** START OF DATASET ROWS **

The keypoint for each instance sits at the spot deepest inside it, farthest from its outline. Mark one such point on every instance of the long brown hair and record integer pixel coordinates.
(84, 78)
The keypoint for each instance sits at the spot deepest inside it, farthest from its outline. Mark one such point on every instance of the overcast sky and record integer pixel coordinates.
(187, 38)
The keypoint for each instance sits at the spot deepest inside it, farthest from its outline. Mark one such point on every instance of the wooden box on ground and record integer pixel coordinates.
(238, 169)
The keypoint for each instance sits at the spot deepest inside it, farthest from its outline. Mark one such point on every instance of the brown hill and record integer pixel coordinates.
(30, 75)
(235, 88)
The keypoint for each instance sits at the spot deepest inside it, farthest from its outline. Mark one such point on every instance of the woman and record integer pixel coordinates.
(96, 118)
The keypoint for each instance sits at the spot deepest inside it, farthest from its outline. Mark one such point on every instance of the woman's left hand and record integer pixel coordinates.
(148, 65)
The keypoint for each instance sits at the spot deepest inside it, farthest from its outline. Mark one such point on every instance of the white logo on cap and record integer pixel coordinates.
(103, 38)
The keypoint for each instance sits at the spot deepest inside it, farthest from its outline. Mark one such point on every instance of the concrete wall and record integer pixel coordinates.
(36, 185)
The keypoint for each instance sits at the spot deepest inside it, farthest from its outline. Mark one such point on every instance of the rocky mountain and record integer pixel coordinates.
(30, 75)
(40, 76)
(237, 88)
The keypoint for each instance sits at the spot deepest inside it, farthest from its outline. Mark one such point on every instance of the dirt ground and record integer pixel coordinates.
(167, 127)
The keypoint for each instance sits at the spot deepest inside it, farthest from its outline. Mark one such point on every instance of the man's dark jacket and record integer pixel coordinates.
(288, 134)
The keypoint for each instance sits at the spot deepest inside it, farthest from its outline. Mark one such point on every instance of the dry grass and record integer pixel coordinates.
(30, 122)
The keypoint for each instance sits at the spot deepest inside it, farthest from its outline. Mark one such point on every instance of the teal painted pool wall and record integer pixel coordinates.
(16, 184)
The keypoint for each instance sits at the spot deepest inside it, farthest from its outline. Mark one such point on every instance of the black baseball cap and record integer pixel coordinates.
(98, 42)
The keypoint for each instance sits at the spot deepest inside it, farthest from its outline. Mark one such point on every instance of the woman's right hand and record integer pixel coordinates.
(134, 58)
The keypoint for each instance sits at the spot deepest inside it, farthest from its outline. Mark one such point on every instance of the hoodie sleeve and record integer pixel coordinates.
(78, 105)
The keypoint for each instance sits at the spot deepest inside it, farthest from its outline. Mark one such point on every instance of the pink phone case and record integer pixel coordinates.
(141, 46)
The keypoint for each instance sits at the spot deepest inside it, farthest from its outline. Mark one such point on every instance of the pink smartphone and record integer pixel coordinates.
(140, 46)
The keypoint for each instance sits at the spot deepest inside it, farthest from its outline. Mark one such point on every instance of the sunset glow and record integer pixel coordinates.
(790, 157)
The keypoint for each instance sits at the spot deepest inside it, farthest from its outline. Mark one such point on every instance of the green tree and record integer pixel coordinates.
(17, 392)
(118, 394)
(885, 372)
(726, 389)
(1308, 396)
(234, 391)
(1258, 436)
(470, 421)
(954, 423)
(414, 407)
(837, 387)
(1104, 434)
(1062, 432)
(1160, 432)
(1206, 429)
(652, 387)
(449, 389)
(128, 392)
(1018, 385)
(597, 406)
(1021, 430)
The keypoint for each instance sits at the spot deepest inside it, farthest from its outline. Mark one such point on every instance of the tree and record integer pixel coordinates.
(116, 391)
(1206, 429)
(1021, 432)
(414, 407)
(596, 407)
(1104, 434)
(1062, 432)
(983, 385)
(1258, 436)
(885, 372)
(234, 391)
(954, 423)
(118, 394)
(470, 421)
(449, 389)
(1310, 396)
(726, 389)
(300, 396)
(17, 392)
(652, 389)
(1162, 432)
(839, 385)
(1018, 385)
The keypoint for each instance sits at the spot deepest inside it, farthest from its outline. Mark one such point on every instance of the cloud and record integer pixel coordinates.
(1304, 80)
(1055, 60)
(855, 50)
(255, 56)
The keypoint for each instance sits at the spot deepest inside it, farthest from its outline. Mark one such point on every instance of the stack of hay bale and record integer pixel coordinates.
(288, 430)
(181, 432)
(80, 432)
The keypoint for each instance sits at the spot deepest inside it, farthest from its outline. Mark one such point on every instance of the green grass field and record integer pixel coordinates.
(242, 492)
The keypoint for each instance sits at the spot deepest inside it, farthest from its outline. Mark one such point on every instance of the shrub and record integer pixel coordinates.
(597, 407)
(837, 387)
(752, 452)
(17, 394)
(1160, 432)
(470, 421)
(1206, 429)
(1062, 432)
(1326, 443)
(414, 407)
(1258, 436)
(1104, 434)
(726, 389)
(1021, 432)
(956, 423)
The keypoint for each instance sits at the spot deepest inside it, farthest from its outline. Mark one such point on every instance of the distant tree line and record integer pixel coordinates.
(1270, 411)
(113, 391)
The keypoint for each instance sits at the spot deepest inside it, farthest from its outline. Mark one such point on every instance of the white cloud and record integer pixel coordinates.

** END OF DATASET ROWS **

WHAT IS BEING ASKED =
Can you repeat all of the material above, word for word?

RESULT OF THE TASK =
The keypoint for each instance sits at the spot deepest inside it, farthest from its outline. Mark one such point on every instance of the long brown hair and record integer pixel coordinates.
(84, 78)
The keypoint for each instance sits at the spot deepest inside it, farthest from its outline. Mark one such point on every instance of the overcast sky and record integer pixel coordinates.
(187, 38)
The keypoint for each instance sits at the spot deepest inside it, farthest from its outline. Mark one such point on every instance of the wooden box on ground and record integer pixel coordinates.
(238, 169)
The keypoint for each instance sits at the spot deepest inside it, farthest from its outline. Mark one such point on every instance of the brown hill and record integer pixel coordinates.
(30, 75)
(235, 88)
The keypoint for each instance sits at the spot deepest inside it, farthest from its outline. Mark one such point on every instance of the woman and record integer pixel coordinates.
(96, 118)
The keypoint for each instance sits at the spot deepest inside it, farthest from its outline. Mark one such point on every instance of the woman's left hand and record integer pixel coordinates.
(148, 65)
The keypoint for each instance sits at the spot deepest inside it, farthest from its outline. Mark one such point on every instance of the white logo on cap and record integer pixel coordinates.
(103, 38)
The keypoint for each instance sits at the spot deepest inside it, farthest from its outline. Mark one such point on every instance of the concrete wall and record integer pixel coordinates.
(36, 185)
The keypoint for each instance sits at the spot deepest inside it, farthest from its outline. Mark one such point on every instance of the rocky mountain and record integer pixel coordinates.
(30, 75)
(40, 76)
(237, 88)
The keypoint for each instance sits at the spot deepest inside it, farthest from its outline. Mark one such point on every instance of the dirt ground and record integer pixel coordinates.
(167, 127)
The keypoint for each instance sits at the spot deepest inside it, farthest from its outline. Mark one such point on every instance of the man's dark jacket and record integer pixel coordinates.
(288, 134)
The keypoint for each instance sits at the spot deepest inside it, farthest from its outline. Mark one such point on every instance of the dry grass and record integer pixel coordinates.
(30, 122)
The keypoint for each instance sits at the spot deepest inside it, farthest from its outline. Mark one such point on every instance of the teal painted pool wall and record integer pixel coordinates.
(16, 184)
The keypoint for each instance sits at the spot deepest inside it, farthest from its outline. Mark one such point on every instance of the black baseball cap and record integer pixel coordinates.
(98, 42)
The keypoint for each instance sits at the spot deepest inside it, farthest from its outline. Mark one such point on every instance of the woman's right hand and record integer pixel coordinates.
(134, 58)
The keypoint for each instance sits at the spot deepest inside it, farthest from its outline. Mark one such point on every instance of the hoodie sleeve and record integer pixel coordinates.
(78, 105)
The keypoint for each instance sits at the spot deepest inside it, farthest from its outline. Mark one such point on every instance of the pink phone case and record integer pixel coordinates.
(141, 46)
The keypoint for each instance sits at the spot deepest inside it, farthest from its outline. Mark one such point on every instance of the pink smartphone and record integer pixel coordinates.
(140, 46)
The keypoint for each instance sits at the spot deepest inside it, farthest from its outline. Mark one such point on every instance of the sunset glow and record integer pixel coordinates.
(790, 157)
The keypoint for each instance sits at the spot deepest inside it, farthest from its outline. Mark one such point on every instance of the green tree and record integer pixel coordinates.
(17, 392)
(118, 394)
(885, 372)
(726, 389)
(1308, 396)
(234, 391)
(1258, 436)
(470, 421)
(954, 423)
(414, 407)
(837, 387)
(1104, 434)
(1062, 432)
(1160, 432)
(1206, 429)
(652, 387)
(449, 389)
(128, 392)
(1018, 385)
(597, 406)
(1021, 430)
The keypoint for each instance sits at the spot deepest inside it, farthest from its outline. Mark one such point on every instance of the tree and record integer pixel coordinates.
(116, 391)
(1206, 429)
(1021, 432)
(414, 407)
(596, 407)
(1104, 434)
(1062, 432)
(983, 385)
(1258, 436)
(885, 372)
(234, 391)
(954, 423)
(118, 394)
(470, 421)
(449, 389)
(1310, 396)
(726, 389)
(300, 396)
(17, 392)
(652, 389)
(1162, 432)
(839, 385)
(1018, 385)
The keypoint for each instance sits at the spot deepest inside it, farthest from its outline. Mark one such point on every instance of the cloud and record integer pixel coordinates.
(1304, 80)
(1055, 60)
(855, 50)
(255, 56)
The keypoint for each instance sits at the spot deepest inside it, farthest from its outline. Mark one such point on every instance of the stack of hay bale and record integer pixel coordinates.
(288, 430)
(181, 432)
(80, 432)
The keypoint for each instance sits at the spot deepest inside it, farthest from its outline. Mark one such point on every instance of the green grass field and record integer pixel coordinates.
(242, 492)
The keypoint for each instance sits at the spot deepest inside it, farthest from its outline. Mark one such point on every instance of the shrub and record integer pixel coordinates.
(597, 407)
(837, 387)
(752, 452)
(17, 394)
(1160, 432)
(470, 421)
(1206, 429)
(1062, 432)
(1326, 443)
(414, 407)
(1258, 436)
(1104, 434)
(726, 389)
(1021, 432)
(956, 423)
The keypoint for each instance sits at the spot deepest inside it, farthest from its outline. Mark one such point on every instance of the distant tree line and record integer pixel coordinates.
(1270, 411)
(113, 391)
The keypoint for each instance sits at the spot deepest inside it, farthest from its outline. Mark one such point on every instance of the white cloud and record integer pixel coordinates.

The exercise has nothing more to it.